*Source document:*
________________________
The number of pharmacists per head of population has increased in many countries around the world but there remains a shortage in low-income and middle-income nations, according to an analysis.
Data from 51 countries showed all but three saw a rise in the number of pharmacists per 10,000 population between 2006 and 2012, says a report by the International Pharmaceutical Federation Education Initiative (FIPEd), which was published at the FIP World Congress in Dusseldorf, Germany.
All six World Health Organization regions — Africa, Eastern Mediterranean, Europe, Pan-America, South East Asia and Western Pacific — experienced an increase between 2006 and 2012. The highest relative increase was in the Western Pacific region, where pharmacist density — the number of pharmacists per 10,000 population — rose by 43.1%.
“It is important to monitor the global pharmacy workforce so that we can make informed decisions on how best to use our pharmacists,” said Ian Bates, director of the FIPEd development team and an expert advisor to the Royal Pharmaceutical Society (RPS).
“There is still a need for more pharmacists; low-income and middle-income countries still have very low density compared with high-income countries. In particular, the increases we have seen may not be keeping pace with shifts in disease burden.”
Christopher John, director of the joint FIP-RPS global workforce observatory, said: “The overall growth we have found reflects positive changes in policy and capacity building to facilitate extended roles, and a shift in focus in pharmacy to patients.”
He added: “Pharmaceutical service development and new scope and roles for clinical pharmacy implies increased demand on the pharmacy workforce worldwide.”
________________________
*Dataset:*
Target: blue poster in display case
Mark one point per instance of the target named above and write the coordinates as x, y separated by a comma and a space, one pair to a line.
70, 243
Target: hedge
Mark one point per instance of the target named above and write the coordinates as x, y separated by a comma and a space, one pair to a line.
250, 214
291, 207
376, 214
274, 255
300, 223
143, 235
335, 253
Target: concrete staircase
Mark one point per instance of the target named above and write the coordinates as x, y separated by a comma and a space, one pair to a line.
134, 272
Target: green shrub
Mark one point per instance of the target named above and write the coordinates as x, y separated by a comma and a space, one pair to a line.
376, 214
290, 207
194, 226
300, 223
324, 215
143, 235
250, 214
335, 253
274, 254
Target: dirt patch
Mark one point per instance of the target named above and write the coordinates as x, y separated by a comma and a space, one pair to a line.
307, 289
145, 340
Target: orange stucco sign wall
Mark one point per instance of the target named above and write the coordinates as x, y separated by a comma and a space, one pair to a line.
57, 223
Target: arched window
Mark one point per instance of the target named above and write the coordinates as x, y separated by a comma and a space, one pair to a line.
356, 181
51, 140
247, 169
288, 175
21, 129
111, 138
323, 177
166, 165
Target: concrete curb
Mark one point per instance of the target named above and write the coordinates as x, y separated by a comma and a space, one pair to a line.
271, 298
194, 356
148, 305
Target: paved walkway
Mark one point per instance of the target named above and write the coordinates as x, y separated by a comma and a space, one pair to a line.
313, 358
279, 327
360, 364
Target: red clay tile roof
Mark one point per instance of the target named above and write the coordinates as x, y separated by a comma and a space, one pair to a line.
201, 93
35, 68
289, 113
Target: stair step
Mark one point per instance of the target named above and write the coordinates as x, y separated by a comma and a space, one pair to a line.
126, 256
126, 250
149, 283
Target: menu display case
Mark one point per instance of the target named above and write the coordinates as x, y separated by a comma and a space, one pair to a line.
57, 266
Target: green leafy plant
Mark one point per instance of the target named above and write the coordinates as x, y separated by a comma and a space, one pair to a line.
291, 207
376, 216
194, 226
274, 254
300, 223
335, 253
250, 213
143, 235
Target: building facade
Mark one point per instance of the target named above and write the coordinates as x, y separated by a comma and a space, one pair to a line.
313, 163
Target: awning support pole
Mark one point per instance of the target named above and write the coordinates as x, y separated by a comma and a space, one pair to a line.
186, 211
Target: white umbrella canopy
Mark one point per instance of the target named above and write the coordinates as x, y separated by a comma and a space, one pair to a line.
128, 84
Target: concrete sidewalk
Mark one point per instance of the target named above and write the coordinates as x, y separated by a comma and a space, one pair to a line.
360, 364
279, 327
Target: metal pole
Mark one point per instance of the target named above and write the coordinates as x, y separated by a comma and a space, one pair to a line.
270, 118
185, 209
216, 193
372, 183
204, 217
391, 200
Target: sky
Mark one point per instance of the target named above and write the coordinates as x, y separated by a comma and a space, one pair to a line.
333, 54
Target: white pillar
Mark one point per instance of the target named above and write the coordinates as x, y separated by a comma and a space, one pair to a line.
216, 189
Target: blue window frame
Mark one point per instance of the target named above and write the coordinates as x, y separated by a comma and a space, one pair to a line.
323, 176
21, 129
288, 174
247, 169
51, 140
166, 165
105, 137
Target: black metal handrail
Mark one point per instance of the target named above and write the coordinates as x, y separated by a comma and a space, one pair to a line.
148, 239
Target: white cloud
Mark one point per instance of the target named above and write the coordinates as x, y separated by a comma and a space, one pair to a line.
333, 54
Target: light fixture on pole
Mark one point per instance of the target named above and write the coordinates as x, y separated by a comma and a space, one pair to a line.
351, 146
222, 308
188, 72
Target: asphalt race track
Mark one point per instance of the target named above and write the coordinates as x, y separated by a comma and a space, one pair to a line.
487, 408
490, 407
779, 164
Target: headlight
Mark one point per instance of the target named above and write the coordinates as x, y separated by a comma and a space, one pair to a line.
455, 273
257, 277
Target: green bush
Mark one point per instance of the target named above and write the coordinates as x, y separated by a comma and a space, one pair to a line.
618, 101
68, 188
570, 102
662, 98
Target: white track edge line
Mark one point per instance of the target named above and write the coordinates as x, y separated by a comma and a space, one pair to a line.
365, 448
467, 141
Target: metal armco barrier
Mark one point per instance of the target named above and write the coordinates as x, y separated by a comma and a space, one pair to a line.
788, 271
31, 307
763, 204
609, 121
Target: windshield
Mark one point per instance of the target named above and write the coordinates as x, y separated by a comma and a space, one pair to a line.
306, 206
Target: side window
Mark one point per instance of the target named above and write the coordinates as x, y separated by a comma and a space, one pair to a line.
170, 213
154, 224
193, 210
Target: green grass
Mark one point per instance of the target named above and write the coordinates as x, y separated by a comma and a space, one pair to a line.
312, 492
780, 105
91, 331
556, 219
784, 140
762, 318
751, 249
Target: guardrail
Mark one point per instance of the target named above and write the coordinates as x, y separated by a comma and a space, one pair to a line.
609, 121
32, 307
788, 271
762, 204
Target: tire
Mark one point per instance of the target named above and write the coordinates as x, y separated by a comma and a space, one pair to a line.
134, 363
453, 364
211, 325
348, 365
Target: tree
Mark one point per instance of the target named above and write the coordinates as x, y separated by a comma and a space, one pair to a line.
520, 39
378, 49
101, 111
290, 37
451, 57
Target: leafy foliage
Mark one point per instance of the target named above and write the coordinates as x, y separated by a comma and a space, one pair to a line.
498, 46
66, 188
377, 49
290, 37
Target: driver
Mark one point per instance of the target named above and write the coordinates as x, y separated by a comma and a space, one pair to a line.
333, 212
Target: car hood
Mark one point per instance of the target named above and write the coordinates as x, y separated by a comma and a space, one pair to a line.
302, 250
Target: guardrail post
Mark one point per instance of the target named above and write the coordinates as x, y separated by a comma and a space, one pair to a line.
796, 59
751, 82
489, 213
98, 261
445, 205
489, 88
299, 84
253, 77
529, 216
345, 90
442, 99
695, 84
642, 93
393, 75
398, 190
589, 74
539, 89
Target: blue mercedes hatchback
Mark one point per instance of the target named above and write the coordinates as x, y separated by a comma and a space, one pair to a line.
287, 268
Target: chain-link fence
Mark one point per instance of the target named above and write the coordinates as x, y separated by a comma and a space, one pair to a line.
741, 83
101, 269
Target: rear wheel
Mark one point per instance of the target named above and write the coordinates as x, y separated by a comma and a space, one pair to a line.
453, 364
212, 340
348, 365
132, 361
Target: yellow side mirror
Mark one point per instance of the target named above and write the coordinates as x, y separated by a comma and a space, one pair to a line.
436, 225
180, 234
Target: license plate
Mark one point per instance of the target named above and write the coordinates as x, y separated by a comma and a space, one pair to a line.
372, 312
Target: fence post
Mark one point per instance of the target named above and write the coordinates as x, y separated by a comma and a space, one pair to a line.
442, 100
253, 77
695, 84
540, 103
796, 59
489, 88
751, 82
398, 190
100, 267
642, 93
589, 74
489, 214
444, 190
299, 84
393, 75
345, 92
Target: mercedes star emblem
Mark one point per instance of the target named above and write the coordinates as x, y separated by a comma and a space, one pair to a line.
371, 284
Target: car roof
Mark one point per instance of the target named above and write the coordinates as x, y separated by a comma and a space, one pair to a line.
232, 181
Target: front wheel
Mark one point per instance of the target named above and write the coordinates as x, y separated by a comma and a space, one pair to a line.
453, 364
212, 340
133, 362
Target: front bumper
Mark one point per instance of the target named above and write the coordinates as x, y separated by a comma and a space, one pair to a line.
________________________
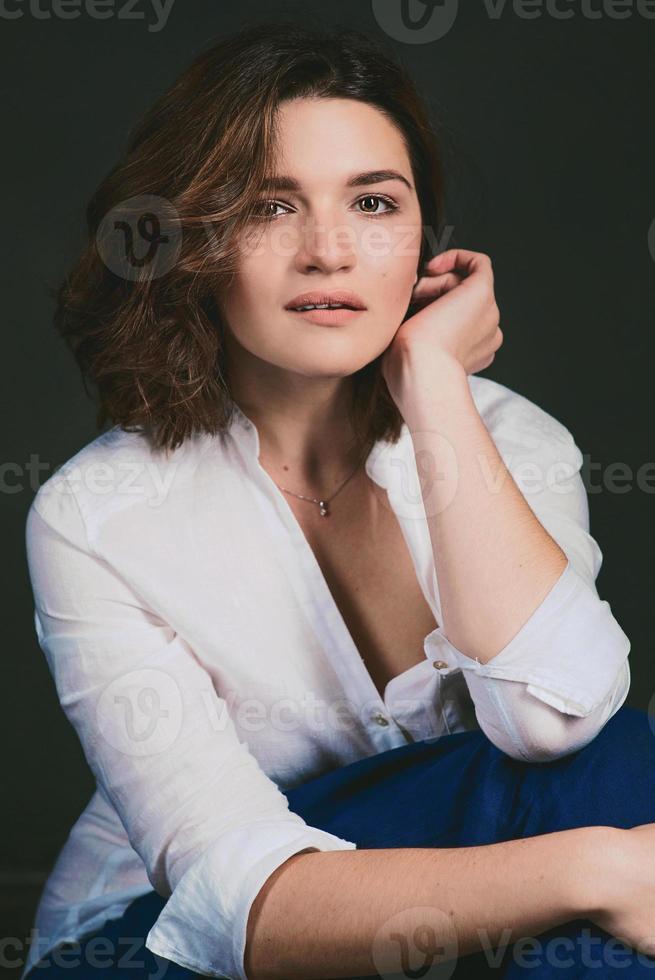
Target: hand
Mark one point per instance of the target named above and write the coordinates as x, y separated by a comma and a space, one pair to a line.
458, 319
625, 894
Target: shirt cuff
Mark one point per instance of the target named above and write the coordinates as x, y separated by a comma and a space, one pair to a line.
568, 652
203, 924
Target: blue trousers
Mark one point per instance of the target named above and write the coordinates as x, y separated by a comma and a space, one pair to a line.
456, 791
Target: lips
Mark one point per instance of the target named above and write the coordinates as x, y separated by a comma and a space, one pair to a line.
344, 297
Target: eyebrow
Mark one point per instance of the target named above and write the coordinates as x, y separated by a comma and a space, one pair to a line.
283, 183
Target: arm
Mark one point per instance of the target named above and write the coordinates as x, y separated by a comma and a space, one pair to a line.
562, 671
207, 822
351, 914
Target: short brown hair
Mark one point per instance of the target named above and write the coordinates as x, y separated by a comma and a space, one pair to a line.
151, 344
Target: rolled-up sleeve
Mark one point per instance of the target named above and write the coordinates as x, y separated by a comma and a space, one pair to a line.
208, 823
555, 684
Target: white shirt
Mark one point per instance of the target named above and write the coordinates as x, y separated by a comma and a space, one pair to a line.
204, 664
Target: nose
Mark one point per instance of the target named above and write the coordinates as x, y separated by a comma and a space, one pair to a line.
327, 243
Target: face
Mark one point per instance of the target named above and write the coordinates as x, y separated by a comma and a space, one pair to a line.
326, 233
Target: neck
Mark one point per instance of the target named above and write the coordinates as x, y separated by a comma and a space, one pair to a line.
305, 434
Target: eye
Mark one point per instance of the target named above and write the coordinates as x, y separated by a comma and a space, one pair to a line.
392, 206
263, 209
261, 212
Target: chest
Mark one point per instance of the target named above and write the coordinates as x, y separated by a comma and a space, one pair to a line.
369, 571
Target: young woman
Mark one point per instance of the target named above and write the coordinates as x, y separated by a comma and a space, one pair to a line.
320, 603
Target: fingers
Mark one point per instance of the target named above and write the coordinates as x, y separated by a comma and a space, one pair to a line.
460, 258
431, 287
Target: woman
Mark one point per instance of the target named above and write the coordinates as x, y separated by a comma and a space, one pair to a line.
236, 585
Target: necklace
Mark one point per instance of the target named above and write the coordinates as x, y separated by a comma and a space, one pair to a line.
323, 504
________________________
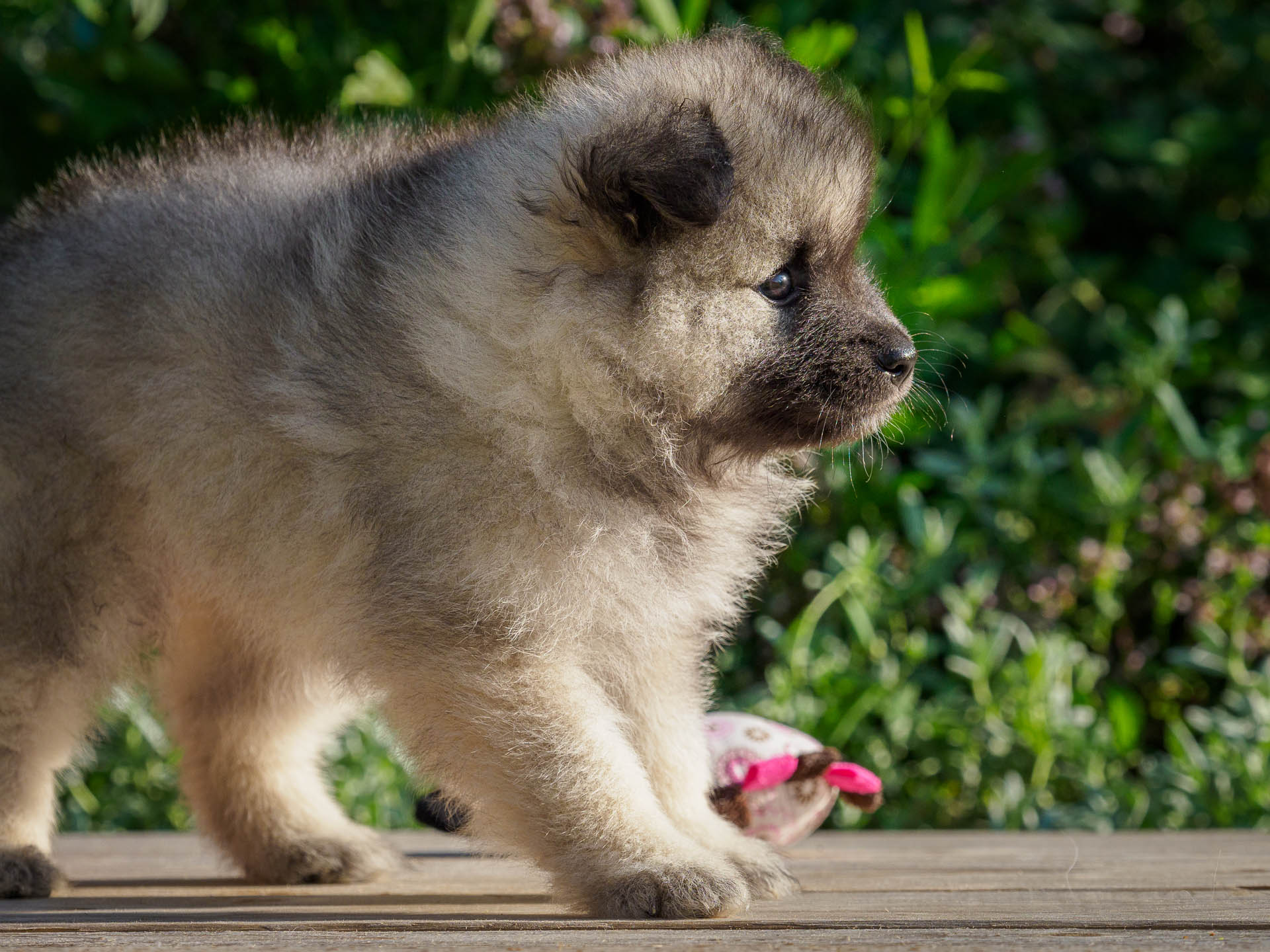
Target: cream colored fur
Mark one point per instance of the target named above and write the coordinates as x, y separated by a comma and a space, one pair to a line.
________________________
*Requirement:* Please reproduce word for word the passage of the pharmacist workforce article that opens with the words containing "Data from 51" and closes with "Pharmaceutical Society (RPS).".

*Worked solution:*
Data from 51 countries showed all but three saw a rise in the number of pharmacists per 10,000 population between 2006 and 2012, says a report by the International Pharmaceutical Federation Education Initiative (FIPEd), which was published at the FIP World Congress in Dusseldorf, Germany.
All six World Health Organization regions — Africa, Eastern Mediterranean, Europe, Pan-America, South East Asia and Western Pacific — experienced an increase between 2006 and 2012. The highest relative increase was in the Western Pacific region, where pharmacist density — the number of pharmacists per 10,000 population — rose by 43.1%.
“It is important to monitor the global pharmacy workforce so that we can make informed decisions on how best to use our pharmacists,” said Ian Bates, director of the FIPEd development team and an expert advisor to the Royal Pharmaceutical Society (RPS).